▸ Working data

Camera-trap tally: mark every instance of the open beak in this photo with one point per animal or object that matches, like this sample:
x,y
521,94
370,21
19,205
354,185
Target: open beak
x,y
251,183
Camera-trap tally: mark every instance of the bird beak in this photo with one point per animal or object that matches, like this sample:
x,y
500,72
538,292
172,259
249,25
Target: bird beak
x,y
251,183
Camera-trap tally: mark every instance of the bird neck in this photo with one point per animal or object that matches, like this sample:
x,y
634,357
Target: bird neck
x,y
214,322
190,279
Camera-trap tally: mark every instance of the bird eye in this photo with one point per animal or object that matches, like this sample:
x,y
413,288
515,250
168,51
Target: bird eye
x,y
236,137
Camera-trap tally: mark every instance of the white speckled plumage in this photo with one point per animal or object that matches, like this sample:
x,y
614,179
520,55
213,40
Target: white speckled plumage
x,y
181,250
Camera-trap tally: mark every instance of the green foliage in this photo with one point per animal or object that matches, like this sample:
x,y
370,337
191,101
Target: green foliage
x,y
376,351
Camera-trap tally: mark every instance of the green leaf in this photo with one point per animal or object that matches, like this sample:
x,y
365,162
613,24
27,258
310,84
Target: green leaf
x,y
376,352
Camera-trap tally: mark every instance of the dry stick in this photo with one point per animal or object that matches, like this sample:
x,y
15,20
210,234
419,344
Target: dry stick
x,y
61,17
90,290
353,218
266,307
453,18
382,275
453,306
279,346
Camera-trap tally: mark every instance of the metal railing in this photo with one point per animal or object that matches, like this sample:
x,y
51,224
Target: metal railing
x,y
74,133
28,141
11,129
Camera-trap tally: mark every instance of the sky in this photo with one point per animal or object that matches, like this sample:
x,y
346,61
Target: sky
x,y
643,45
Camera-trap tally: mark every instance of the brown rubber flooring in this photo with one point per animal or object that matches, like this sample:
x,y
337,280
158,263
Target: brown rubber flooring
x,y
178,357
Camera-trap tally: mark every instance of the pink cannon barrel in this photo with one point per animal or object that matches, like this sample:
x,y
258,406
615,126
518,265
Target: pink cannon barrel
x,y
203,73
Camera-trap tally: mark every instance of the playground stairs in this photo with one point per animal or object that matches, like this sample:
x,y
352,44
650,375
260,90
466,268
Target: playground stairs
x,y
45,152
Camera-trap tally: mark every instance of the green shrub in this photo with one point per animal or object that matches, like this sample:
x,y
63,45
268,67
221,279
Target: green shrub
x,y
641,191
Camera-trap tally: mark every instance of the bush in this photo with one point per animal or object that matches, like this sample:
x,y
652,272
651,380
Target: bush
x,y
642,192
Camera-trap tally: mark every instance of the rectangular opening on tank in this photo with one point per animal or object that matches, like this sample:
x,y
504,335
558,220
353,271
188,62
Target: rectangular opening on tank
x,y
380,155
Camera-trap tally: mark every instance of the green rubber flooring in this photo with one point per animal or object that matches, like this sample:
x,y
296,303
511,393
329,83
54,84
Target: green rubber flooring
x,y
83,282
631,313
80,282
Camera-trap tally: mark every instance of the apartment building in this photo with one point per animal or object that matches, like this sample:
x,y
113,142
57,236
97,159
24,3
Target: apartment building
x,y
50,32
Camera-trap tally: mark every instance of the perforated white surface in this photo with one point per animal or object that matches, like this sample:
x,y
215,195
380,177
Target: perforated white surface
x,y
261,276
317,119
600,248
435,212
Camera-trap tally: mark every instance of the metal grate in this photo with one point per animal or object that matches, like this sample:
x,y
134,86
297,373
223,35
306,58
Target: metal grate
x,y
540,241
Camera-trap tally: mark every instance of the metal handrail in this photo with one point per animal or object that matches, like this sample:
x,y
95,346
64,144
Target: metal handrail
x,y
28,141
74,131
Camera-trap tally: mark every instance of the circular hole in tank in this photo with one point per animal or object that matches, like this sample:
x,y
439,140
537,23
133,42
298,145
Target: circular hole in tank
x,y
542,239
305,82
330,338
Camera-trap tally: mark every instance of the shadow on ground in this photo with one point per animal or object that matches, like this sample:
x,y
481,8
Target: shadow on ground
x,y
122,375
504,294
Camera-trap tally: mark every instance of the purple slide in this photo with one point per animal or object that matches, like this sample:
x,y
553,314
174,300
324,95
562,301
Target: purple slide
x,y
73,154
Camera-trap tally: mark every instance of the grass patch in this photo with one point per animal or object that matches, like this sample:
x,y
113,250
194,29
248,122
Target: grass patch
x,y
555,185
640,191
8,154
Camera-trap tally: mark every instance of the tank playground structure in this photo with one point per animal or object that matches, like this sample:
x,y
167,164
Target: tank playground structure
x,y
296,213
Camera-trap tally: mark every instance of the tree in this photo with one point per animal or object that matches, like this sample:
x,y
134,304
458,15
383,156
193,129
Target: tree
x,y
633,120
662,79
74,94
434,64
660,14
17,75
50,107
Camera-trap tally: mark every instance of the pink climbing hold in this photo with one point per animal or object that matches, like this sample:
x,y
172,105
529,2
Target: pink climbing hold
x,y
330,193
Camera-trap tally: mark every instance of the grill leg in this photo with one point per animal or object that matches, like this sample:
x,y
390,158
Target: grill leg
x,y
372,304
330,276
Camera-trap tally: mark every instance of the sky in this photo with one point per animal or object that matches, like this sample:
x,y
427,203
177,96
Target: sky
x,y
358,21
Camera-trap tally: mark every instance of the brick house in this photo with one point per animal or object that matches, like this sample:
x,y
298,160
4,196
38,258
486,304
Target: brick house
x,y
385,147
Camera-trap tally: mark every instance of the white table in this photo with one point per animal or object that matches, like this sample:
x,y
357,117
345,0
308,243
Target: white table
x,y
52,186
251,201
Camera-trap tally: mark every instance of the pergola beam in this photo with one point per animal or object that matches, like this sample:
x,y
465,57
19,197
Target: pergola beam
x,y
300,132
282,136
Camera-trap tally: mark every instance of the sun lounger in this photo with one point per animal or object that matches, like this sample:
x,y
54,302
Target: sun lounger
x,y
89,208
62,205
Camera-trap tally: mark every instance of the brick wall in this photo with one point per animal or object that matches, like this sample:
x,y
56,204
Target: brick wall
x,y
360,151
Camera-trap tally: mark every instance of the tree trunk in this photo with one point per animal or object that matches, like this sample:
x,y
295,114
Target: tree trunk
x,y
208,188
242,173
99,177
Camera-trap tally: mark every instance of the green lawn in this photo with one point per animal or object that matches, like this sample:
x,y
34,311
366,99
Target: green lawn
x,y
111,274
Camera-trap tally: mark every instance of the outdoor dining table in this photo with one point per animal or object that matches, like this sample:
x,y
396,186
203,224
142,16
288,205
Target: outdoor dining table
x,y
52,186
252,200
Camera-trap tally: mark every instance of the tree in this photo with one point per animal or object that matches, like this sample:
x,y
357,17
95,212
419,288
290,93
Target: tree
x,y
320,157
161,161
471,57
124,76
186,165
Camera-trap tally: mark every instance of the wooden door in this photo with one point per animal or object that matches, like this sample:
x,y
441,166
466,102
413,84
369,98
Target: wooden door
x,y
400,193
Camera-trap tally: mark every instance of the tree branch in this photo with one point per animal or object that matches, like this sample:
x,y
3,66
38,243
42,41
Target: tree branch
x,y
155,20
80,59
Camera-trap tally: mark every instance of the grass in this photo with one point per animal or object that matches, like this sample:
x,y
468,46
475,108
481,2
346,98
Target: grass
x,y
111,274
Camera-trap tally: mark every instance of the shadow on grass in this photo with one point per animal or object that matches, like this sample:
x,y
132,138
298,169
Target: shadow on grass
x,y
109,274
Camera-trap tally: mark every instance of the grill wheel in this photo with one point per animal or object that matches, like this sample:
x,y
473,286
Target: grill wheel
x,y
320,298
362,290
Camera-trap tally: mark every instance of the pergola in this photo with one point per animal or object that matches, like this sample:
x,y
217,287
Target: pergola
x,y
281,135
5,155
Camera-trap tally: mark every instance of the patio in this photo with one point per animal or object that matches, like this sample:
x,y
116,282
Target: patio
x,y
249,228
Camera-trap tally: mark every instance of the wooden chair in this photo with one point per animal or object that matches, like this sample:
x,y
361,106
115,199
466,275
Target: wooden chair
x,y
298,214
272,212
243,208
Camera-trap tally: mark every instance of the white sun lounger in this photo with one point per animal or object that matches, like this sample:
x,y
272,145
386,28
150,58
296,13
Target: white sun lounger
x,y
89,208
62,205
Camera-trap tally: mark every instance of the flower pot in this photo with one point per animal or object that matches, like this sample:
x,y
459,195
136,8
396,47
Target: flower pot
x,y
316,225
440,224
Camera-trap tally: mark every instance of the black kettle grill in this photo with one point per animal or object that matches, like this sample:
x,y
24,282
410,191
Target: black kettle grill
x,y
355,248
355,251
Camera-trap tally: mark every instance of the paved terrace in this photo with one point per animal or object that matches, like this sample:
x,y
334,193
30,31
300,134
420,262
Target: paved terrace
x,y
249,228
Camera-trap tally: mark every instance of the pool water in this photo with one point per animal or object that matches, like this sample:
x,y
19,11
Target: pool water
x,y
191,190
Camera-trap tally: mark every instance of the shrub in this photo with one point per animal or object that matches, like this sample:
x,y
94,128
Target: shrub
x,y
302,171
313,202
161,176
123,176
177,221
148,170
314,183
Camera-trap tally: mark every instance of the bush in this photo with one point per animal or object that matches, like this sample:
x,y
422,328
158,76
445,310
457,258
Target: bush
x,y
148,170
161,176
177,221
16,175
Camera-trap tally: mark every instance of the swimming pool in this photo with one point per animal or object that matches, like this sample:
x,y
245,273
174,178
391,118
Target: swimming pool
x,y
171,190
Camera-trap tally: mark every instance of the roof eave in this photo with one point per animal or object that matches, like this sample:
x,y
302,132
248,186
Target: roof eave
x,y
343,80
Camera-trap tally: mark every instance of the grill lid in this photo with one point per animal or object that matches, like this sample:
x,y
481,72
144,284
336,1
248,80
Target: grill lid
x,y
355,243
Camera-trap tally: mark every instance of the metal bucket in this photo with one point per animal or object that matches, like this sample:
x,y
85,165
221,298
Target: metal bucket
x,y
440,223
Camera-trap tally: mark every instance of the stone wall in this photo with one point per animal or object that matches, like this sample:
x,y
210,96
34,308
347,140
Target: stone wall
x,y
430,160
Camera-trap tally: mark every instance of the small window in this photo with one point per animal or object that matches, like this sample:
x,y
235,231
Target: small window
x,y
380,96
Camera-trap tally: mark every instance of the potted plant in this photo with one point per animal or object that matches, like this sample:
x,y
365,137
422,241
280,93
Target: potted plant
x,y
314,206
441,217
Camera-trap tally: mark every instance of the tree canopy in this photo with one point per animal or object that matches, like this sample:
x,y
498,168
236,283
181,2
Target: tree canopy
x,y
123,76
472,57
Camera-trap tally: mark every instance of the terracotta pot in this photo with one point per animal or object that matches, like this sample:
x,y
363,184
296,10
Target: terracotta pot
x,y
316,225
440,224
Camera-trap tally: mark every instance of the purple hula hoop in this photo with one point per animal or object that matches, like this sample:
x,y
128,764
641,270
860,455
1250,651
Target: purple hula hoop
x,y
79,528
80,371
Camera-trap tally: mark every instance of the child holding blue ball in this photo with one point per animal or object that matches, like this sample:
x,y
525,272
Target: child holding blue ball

▸ Given problem
Produce an exact repeat of the lines from the one containing "Camera-trap tally: mark every instance of the small" through the last line of the data, and nothing more.

▸ Worked answer
Camera-trap tally: mark every instance of the small window in this photo with one point per animal or object that matches, like this sample:
x,y
235,231
Target: small window
x,y
380,96
Camera-trap tally: mark every instance of the potted plant in this photo with one point per animal or object that matches, like this sample:
x,y
365,137
422,241
280,93
Target: potted plant
x,y
314,206
441,217
Camera-trap tally: mark every instance of the tree canopy in this photo with one point per animal or object that matches, like this sample:
x,y
498,168
236,283
181,2
Target: tree canopy
x,y
123,76
472,57
Camera-trap tally: mark every instance of the terracotta pot in this photo with one point per animal or object that matches, like this sample:
x,y
363,184
296,10
Target: terracotta pot
x,y
316,225
440,224
Camera-trap tally: mark every instance of the purple hula hoop in this photo with one point per animal or object that matches, like this sample:
x,y
128,764
641,270
860,455
1250,651
Target: purple hula hoop
x,y
79,528
80,371
Camera-trap tally: mark every instance of the child holding blue ball in this photo with one point per animal or object that matches, like this sample:
x,y
525,272
Target: child holding blue ball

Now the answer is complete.